Copy everything from the line containing "of the plant" down to the line containing "of the overlapping" in the items below, both of those lines included.

• **DATA TO PROCESS**:

────────

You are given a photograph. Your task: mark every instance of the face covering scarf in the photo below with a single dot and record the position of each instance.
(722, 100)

────────

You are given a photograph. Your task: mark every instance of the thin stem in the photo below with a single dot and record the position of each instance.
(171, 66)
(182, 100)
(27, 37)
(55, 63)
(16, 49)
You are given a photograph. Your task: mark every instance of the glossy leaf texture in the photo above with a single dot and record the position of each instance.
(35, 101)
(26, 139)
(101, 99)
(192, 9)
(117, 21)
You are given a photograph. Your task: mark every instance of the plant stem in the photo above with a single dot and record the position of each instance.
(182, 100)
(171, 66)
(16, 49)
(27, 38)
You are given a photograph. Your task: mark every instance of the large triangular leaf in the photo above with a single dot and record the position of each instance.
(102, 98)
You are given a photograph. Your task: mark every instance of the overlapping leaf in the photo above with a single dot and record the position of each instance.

────────

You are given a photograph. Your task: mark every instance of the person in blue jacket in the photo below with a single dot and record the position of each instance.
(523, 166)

────────

• **TASK SOLUTION**:
You are given a photograph. Your task: mark every instance of the plant stem in the photo above with a single dot and record the position of each instance.
(182, 100)
(171, 66)
(16, 49)
(27, 38)
You are given a photograph. Your task: mark every instance of the large triangular leaf in the photo above with a single dot and record the position of each instance.
(102, 98)
You are given a photograph. Your task: mark every instance of the overlapping leaf in the photo above with a single dot and record the position of each instance.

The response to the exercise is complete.